Orwin v Attorney-General (1997)

Summary

Whether vesting order should be made under s.51 Trustee Act 1925 in respect of intellectual property vested in company immediately before its dissolution.

Facts

This was an appeal from an order of Laddie J on 15 November 1996 dismissing an application made by originating summons. The relief claimed was a vesting order under s.51 Trustee Act 1925 in respect of intellectual property vested in a company called Middleton Douglas Ltd immediately before its dissolution. The plaintiff, Mr Orwin, was a qualified design engineer who had, with his wife, set up the company. Work was produced by him as an employee of the company but by a special resolution, allegedly reflecting an earlier oral agreement between Mr and Mrs Orwin and the company, rights in the work were to revert to him if the company went into liquidation. The company went into creditors' voluntary liquidation and was dissolved in 1990. S.654 Companies Act 1985 therefore applied and property and rights held on trust for the company were deemed to be bona vacantia and therefore belonged to the Crown. Mr Orwin issued a writ in the Chancery Division claiming infringement of copyright against British Coal and other defendants. In order to succeed in those proceedings, Mr Orwin had to establish not only the copyright existed in the drawings and that it had been infringed but also that he was entitled to the rights alleged to have been infringed. His primary claim in those proceedings was as the legal owner of the copyright. He made an alternative claim to equitable ownership and issued the originating summons in order to ensure that, by the time the infringement case was heard, he had not only that equitable title but the legal title, which was required if he was to be entitled to final judgment for infringement (The Performing Right Society Ltd v London Theatre of Varieties Ltd (1924) AC 1). Laddie J dismissed the application on the basis that it was not possible for the court to determine what the terms of any oral agreement were and, therefore it was impossible to go beyond that and to give effect to a trust, the existence of which was dependent upon there having been an enforceable agreement in the first place. Mr Orwin appealed.

****************

- _PARTS OF THE EXERCISE_
**a.** Restate the part of the Orwin case summary that opens with the words containing "Orwin v Attorney-General" and closes with "company immediately before its dissolution.", substituting "transfer order" for "vesting order".
**b.** According to the Orwin case summary, in what year was Middleton Douglas Ltd dissolved?
**c.** Decide whether each statement agrees with the Orwin case summary, and support each decision with a quotation from it.
(i) Laddie J made his order on 15 November 1996.
(ii) Mr Orwin set up the company by himself.
(iii) The company went into compulsory liquidation.

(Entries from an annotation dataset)
****************

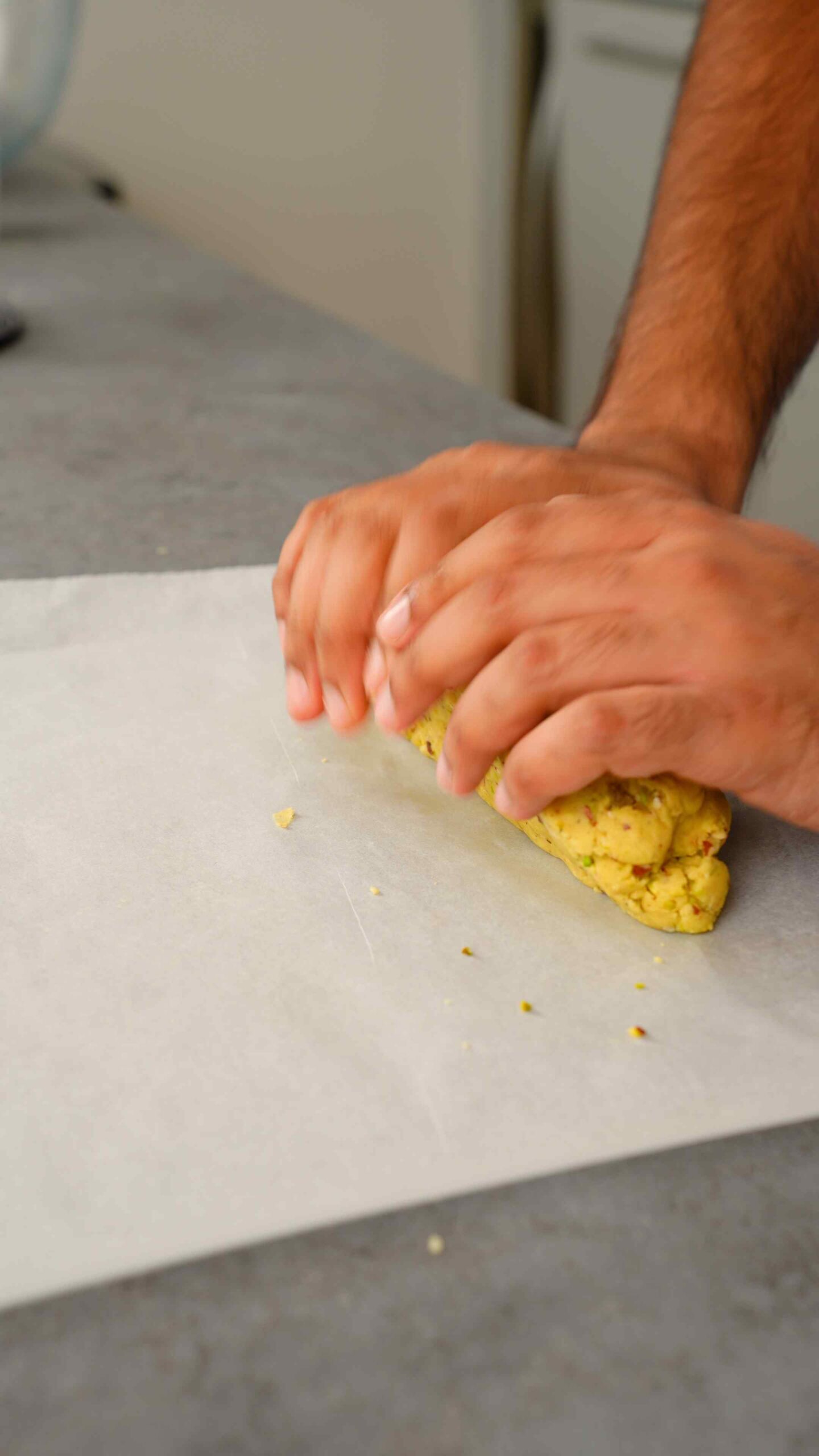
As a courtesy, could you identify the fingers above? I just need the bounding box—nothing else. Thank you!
[313,517,392,731]
[286,512,394,731]
[495,684,734,820]
[376,555,643,734]
[428,614,672,793]
[376,494,661,648]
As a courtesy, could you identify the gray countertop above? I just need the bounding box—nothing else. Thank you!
[0,159,819,1456]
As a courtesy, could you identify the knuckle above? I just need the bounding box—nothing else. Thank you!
[574,697,627,754]
[503,501,547,562]
[446,713,481,762]
[503,754,541,804]
[676,537,733,593]
[511,629,558,684]
[477,571,516,619]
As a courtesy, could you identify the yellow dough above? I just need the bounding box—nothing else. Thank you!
[407,693,731,935]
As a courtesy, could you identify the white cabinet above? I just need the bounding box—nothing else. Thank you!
[551,0,819,537]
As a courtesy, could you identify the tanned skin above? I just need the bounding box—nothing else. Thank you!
[274,0,819,829]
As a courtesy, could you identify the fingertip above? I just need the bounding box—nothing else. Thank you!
[376,588,412,647]
[494,779,523,821]
[365,639,386,700]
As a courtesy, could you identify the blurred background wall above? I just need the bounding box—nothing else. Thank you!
[18,0,819,536]
[52,0,516,390]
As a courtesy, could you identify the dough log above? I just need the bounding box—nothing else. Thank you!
[407,693,731,935]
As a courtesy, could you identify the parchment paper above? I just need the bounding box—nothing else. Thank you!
[0,568,819,1305]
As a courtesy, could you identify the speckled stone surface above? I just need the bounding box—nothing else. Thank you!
[0,159,819,1456]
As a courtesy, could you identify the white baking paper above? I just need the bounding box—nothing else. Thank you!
[0,568,819,1305]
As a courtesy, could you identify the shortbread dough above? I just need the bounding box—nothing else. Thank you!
[407,693,731,935]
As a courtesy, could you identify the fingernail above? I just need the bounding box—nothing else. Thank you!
[287,667,311,713]
[322,683,350,728]
[375,683,395,733]
[494,779,518,818]
[376,591,412,642]
[365,642,386,699]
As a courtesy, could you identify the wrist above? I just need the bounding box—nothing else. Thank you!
[577,399,755,511]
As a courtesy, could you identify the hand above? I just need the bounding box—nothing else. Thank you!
[376,492,819,830]
[272,439,698,730]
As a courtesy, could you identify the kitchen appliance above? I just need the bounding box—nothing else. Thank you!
[0,0,80,172]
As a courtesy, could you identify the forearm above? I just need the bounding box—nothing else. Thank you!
[581,0,819,507]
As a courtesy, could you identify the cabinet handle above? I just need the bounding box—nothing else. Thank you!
[583,35,688,75]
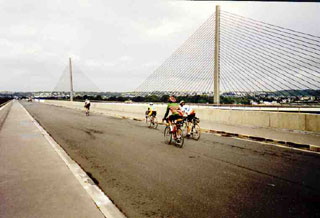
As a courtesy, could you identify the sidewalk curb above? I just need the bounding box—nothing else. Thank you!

****************

- _SOLUTIONS TO EACH TASK_
**a.**
Orwin v Attorney-General (1997)

Summary

Whether transfer order should be made under s.51 Trustee Act 1925 in respect of intellectual property vested in company immediately before its dissolution.

**b.** It was dissolved in 1990.

**c.**
(i) Yes: "This was an appeal from an order of Laddie J on 15 November 1996"
(ii) No: "had, with his wife, set up the company"
(iii) No: "The company went into creditors' voluntary liquidation"